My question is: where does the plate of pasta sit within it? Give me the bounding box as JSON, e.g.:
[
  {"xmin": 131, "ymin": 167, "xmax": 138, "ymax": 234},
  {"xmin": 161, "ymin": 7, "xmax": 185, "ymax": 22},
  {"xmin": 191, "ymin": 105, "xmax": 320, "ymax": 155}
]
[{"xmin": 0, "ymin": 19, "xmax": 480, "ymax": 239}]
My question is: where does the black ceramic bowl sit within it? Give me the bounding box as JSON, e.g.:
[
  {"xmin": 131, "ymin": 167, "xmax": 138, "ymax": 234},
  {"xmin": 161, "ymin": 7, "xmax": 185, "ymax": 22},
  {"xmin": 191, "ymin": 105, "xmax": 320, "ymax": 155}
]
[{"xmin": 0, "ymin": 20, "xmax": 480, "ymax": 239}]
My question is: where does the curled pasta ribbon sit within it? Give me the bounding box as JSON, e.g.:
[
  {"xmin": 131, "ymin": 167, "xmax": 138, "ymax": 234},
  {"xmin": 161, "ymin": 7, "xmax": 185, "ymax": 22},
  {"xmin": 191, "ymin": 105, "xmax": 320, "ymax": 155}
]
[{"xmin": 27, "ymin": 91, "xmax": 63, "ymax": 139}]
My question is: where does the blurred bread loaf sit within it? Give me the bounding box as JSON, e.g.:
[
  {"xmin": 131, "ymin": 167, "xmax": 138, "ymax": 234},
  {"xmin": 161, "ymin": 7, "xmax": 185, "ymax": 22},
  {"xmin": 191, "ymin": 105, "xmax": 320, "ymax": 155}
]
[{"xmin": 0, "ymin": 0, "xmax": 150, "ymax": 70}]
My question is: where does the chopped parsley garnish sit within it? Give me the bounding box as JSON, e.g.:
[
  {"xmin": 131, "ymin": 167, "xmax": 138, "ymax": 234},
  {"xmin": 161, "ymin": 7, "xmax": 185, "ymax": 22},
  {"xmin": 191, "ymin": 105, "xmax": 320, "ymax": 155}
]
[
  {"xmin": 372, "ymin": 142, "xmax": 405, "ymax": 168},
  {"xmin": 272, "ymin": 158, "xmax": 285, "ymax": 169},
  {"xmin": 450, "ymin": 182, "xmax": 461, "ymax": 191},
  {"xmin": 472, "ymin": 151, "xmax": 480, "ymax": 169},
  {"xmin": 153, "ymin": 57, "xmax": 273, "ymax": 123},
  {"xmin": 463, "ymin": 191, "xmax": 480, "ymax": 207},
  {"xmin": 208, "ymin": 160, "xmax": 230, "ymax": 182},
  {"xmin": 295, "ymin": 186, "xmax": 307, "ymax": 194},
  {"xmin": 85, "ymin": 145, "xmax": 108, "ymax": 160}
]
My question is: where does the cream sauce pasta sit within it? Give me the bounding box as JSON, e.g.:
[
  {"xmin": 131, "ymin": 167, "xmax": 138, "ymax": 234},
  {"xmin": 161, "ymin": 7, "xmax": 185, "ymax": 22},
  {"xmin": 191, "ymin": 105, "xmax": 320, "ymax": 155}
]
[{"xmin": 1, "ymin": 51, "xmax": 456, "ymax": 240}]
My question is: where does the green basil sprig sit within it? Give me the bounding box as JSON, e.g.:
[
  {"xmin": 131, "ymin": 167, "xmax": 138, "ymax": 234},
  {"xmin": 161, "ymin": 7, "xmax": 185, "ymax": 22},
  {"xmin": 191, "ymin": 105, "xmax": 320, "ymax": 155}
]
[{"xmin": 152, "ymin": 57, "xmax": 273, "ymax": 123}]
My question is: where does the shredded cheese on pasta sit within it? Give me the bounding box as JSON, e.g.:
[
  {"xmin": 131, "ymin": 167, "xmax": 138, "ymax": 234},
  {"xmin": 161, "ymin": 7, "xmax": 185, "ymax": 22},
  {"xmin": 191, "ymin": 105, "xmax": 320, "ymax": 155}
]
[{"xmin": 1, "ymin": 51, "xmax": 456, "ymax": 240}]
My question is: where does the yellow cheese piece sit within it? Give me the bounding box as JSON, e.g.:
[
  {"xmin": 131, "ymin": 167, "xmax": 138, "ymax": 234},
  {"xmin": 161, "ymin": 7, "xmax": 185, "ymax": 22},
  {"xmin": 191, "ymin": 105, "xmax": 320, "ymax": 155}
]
-*-
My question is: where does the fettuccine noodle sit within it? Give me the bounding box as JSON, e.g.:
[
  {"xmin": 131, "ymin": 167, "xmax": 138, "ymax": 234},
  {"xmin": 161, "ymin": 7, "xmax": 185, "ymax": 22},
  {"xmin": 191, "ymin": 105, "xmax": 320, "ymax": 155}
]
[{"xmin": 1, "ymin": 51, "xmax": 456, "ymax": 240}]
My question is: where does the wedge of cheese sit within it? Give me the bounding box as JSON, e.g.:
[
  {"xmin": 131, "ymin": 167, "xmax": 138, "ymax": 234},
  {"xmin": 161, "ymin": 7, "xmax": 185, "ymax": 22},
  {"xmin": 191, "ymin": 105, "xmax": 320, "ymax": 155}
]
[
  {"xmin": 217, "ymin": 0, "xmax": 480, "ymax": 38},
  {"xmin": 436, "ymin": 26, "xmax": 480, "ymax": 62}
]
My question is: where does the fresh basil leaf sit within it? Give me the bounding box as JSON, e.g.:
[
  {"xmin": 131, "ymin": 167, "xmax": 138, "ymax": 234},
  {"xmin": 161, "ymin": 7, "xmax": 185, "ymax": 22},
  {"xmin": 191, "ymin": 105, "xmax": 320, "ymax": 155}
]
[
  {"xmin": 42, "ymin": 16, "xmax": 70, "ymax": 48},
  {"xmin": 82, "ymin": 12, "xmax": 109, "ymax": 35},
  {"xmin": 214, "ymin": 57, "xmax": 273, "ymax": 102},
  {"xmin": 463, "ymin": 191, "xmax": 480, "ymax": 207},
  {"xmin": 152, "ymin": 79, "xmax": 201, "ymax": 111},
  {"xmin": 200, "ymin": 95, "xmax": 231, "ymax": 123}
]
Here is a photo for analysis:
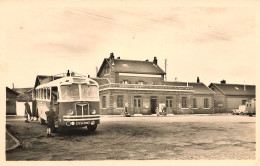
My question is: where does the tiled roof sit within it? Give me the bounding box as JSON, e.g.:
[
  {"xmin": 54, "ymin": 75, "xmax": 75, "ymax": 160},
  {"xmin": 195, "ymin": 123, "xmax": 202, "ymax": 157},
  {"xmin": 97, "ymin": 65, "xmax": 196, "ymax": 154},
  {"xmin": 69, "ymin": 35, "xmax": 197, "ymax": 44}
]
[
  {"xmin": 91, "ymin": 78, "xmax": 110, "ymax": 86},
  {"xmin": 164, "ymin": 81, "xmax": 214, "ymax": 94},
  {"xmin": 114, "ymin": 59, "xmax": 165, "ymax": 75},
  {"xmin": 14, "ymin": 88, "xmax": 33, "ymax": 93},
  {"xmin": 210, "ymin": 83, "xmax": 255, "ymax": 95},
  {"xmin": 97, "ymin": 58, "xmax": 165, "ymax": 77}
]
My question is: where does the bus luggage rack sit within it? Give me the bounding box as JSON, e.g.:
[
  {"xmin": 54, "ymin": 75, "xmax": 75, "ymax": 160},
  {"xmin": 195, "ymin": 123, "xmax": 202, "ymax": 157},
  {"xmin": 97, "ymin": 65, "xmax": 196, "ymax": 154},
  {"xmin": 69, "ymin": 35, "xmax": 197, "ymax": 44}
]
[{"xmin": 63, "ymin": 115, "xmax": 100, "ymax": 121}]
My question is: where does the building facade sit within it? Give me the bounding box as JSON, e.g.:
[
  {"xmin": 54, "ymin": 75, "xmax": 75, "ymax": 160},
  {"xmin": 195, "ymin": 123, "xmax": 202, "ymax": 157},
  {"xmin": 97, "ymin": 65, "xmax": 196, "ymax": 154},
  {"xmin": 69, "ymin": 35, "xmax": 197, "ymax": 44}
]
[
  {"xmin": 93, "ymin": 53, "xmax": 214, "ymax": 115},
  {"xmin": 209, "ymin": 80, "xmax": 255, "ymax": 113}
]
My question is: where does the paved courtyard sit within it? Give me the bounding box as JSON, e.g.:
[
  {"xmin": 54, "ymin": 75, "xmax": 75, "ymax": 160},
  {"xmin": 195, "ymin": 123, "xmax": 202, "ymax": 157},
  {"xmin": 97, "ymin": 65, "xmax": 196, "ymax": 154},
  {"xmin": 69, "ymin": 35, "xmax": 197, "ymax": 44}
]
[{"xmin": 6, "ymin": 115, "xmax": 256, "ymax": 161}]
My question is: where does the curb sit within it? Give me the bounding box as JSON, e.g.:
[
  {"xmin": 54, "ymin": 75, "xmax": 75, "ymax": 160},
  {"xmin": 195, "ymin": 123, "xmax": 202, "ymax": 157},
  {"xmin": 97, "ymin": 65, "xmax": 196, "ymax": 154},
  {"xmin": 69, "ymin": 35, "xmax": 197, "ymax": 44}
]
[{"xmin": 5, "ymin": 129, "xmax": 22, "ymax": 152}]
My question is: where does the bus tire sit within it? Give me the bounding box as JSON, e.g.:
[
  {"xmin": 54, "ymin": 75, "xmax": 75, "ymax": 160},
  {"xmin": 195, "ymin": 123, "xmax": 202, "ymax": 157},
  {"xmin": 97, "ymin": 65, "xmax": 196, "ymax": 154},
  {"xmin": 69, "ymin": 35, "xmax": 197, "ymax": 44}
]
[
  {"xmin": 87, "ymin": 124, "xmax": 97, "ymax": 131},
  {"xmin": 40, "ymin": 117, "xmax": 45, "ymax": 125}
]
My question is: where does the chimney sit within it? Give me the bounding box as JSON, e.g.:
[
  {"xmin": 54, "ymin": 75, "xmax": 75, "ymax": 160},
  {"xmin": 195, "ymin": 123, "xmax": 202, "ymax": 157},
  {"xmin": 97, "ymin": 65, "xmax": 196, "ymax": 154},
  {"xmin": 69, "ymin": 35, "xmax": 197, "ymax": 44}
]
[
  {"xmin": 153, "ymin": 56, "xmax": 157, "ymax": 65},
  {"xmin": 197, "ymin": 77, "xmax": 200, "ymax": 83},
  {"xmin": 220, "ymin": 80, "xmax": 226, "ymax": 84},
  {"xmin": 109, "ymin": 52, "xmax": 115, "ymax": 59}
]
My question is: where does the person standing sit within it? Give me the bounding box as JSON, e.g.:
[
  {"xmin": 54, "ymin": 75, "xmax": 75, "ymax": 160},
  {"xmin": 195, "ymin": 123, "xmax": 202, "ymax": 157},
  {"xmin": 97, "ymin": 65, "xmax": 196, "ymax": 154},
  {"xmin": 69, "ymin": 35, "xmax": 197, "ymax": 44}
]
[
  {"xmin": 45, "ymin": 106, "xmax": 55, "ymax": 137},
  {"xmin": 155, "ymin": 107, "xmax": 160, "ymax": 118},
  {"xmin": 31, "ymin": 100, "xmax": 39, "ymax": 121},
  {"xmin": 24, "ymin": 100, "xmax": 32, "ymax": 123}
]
-*-
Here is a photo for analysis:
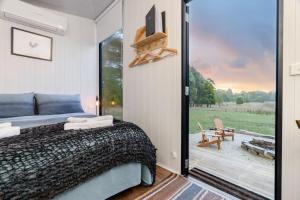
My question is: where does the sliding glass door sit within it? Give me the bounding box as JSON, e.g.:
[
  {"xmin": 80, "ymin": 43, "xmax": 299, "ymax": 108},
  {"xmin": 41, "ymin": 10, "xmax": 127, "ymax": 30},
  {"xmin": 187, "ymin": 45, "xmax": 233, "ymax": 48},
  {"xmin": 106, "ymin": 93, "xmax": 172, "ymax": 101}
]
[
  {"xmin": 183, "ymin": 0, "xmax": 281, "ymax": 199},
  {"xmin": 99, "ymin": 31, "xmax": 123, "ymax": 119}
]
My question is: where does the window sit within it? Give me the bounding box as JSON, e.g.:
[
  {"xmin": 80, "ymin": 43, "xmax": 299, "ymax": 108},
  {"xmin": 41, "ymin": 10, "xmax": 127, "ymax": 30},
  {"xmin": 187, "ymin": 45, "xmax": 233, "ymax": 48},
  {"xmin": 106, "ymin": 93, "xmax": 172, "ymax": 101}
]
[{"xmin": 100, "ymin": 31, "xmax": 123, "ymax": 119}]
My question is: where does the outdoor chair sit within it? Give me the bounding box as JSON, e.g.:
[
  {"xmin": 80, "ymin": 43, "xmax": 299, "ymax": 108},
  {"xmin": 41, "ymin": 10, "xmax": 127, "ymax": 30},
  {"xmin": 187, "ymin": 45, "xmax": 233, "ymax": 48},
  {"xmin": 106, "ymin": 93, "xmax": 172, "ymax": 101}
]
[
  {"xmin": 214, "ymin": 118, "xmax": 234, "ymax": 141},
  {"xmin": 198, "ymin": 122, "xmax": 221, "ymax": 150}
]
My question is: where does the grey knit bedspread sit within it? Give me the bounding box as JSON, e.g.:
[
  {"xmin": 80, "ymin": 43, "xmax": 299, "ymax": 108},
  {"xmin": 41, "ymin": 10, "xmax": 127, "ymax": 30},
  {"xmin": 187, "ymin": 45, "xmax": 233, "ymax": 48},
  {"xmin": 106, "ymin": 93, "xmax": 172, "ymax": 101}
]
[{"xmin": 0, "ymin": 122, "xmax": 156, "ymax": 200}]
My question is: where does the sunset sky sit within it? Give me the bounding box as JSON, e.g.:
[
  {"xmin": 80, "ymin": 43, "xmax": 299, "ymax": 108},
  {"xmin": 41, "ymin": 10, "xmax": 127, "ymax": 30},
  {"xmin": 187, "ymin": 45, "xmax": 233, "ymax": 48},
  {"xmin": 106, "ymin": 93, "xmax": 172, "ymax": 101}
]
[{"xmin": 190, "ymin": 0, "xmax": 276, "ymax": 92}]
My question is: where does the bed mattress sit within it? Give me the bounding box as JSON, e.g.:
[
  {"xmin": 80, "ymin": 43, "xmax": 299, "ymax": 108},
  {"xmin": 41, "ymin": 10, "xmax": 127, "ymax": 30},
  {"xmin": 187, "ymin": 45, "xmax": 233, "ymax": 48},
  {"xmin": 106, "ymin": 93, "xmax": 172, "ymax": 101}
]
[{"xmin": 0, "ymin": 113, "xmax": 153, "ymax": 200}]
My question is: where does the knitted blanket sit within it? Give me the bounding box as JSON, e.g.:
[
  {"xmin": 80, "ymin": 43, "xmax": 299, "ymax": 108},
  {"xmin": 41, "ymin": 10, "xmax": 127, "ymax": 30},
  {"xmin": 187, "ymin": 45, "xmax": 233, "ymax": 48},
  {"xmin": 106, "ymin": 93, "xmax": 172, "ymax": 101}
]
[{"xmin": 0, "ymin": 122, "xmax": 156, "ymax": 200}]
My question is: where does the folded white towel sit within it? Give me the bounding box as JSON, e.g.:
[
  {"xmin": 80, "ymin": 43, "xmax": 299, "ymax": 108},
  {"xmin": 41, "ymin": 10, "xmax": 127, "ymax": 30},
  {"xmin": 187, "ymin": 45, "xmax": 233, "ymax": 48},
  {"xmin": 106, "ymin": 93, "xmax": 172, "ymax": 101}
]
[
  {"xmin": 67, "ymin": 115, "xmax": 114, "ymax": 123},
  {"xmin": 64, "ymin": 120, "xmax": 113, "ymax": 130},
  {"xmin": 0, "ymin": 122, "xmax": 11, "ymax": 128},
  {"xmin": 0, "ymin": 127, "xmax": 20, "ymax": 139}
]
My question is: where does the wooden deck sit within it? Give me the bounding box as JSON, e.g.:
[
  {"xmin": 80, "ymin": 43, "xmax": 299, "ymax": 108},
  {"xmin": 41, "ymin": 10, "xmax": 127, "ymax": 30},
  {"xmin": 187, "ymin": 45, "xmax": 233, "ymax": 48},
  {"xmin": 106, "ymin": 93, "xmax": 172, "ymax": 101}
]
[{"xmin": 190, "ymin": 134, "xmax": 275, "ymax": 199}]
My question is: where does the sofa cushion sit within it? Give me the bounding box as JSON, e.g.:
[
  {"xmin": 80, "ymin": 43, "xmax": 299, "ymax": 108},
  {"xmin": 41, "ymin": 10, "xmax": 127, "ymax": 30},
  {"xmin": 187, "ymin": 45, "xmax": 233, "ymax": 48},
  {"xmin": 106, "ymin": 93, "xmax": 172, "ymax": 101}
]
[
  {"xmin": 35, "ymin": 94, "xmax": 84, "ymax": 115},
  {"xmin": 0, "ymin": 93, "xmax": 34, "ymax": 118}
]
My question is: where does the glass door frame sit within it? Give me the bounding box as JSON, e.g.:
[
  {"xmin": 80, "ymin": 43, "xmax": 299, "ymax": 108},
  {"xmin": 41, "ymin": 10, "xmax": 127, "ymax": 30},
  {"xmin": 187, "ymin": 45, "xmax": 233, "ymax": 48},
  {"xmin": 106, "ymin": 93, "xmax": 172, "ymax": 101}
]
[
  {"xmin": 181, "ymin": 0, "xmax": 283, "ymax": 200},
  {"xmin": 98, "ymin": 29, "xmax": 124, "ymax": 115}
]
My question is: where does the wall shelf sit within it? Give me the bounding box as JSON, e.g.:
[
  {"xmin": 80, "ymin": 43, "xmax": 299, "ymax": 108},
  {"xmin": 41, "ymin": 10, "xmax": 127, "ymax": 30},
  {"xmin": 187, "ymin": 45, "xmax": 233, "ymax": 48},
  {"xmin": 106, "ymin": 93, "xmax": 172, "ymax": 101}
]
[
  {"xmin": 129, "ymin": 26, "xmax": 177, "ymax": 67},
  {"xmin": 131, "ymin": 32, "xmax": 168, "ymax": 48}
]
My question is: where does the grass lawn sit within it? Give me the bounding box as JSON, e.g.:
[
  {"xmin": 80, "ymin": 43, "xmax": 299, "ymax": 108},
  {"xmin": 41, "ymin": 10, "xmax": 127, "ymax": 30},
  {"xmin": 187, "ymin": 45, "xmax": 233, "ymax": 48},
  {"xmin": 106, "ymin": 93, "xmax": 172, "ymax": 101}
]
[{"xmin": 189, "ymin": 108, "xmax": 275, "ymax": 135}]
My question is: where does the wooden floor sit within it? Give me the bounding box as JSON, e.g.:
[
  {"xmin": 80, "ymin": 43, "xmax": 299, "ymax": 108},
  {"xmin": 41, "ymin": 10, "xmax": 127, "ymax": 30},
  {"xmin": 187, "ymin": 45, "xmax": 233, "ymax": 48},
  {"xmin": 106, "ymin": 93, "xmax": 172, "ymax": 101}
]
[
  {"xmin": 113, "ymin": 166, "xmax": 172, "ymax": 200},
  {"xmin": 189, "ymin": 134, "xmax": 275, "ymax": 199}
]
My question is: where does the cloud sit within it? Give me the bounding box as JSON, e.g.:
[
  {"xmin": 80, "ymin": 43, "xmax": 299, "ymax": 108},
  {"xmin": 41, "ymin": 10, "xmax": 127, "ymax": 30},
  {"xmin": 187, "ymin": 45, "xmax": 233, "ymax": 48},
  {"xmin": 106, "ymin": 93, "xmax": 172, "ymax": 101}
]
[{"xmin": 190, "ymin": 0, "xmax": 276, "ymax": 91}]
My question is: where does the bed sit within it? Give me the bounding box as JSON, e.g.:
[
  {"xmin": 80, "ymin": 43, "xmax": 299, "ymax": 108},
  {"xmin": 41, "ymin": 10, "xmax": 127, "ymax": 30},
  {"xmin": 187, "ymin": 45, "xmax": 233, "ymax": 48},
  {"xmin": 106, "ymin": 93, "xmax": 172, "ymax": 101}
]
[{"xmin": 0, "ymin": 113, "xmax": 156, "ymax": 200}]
-*-
- Brief
Pick out every line above that contains the word "cheese" and copy each one in full.

- Correct answer
My question is: where does the shredded cheese on pasta sit within it? Give me the bounding box as JSON, e.g.:
My question is: where does the yellow cheese piece sit within it? Give me the bounding box as JSON, e.g.:
My question is: where does the wedge of cheese sit within it? Give me the bounding box as JSON, e.g.:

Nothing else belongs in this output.